Given text
┄┄┄┄┄┄┄┄┄┄┄┄┄┄┄┄┄┄┄┄

The same goes for another five food colorants in the E.U. — Yellow No. 5, Quinoline Yellow WS, Carmoisine, Ponceau 4R, and Red No.40.
Like most things humans eat, food dyes can cause allergic reactions in some people.
For instance, in a 1978 study, researchers recruited 56 people who had been to a hospital due to an allergic condition.
They then tested whether the participants had allergic responses to food dyes. Below are the percentages of participants who responded to specific dyes:
Yellow No. 5: 11%
Yellow No. 6: 17%
Red No. 40: 16%
Red No. 2: 9%
Ponceau 4 R: 15%
Red No.3: 12%
Blue No. 1: 14%
Meanwhile, other studies have found that Yellow No. 5 causes allergic reactions in people with aspirin allergy, asthma, an allergic skin condition called urticaria, and other allergic conditions.
The four dyes most likely to cause reactions are Blue No. 1, Red No. 40, Yellow No. 5, and Yellow No. 6.
Although reactions are generally mild, we have to remember that we're often exposed to a cocktail of these chemicals daily.
And there isn’t any research about the effects of a combination of food dyes over a lifetime.
Inflammatory bowel disease
A mouse study from 2022 investigated links between the food dye Red No. 40 and inflammatory bowel disease (IBD).
The two most common forms of IBD are colitis and Crohn’s disease.
The research showed that ongoing exposure to Red No. 40 at the levels we often experience made colitis worse in mice with the condition.
On the other hand, intermittent exposure to the food dye didn’t increase colitis risk.
However, exposure to this food dye in early life increased the rodents' susceptibility to colitis later in life.

┄┄┄┄┄┄┄┄┄┄┄┄┄┄┄┄┄┄┄┄

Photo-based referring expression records
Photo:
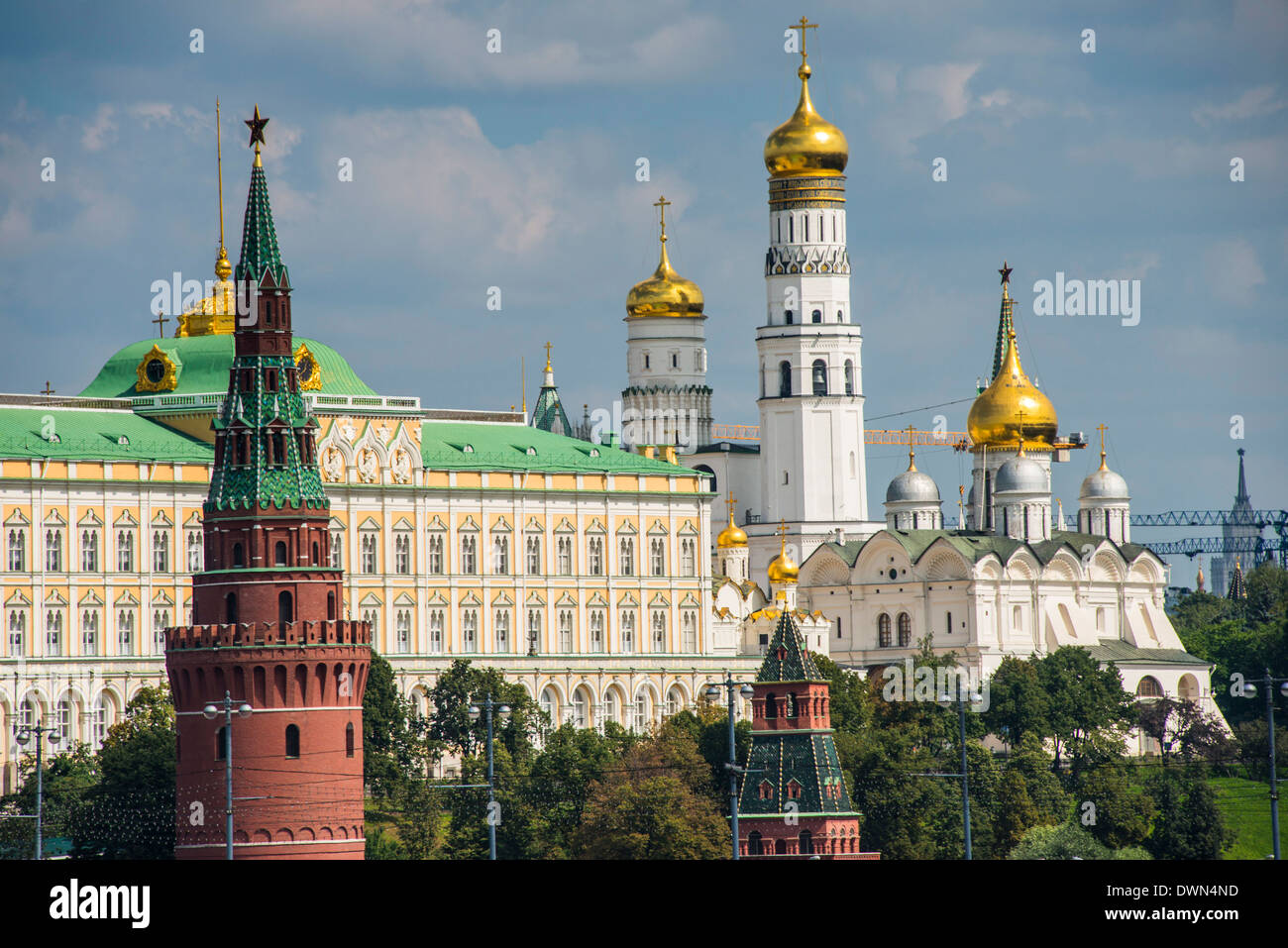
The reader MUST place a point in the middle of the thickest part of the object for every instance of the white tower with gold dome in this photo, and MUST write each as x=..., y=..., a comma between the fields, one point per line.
x=668, y=399
x=810, y=393
x=1009, y=412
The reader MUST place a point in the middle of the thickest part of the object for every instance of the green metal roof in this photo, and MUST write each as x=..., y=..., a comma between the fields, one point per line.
x=86, y=434
x=205, y=364
x=1124, y=653
x=464, y=446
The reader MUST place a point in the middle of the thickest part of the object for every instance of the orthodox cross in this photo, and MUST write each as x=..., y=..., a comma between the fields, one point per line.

┄┄┄┄┄┄┄┄┄┄┄┄┄┄┄┄┄┄┄┄

Required action
Reproduce the passage on food dyes above word for word, in full.

Answer below
The same goes for another five food colorants in the E.U. — Yellow No. 5, Quinoline Yellow WS, Carmoisine, Ponceau 4R, and Red No.40.
Like most things humans eat, food dyes can cause allergic reactions in some people.
For instance, in a 1978 study, researchers recruited 56 people who had been to a hospital due to an allergic condition.
They then tested whether the participants had allergic responses to food dyes. Below are the percentages of participants who responded to specific dyes:
Yellow No. 5: 11%
Yellow No. 6: 17%
Red No. 40: 16%
Red No. 2: 9%
Ponceau 4 R: 15%
Red No.3: 12%
Blue No. 1: 14%
Meanwhile, other studies have found that Yellow No. 5 causes allergic reactions in people with aspirin allergy, asthma, an allergic skin condition called urticaria, and other allergic conditions.
The four dyes most likely to cause reactions are Blue No. 1, Red No. 40, Yellow No. 5, and Yellow No. 6.
Although reactions are generally mild, we have to remember that we're often exposed to a cocktail of these chemicals daily.
And there isn’t any research about the effects of a combination of food dyes over a lifetime.
Inflammatory bowel disease
A mouse study from 2022 investigated links between the food dye Red No. 40 and inflammatory bowel disease (IBD).
The two most common forms of IBD are colitis and Crohn’s disease.
The research showed that ongoing exposure to Red No. 40 at the levels we often experience made colitis worse in mice with the condition.
On the other hand, intermittent exposure to the food dye didn’t increase colitis risk.
However, exposure to this food dye in early life increased the rodents' susceptibility to colitis later in life.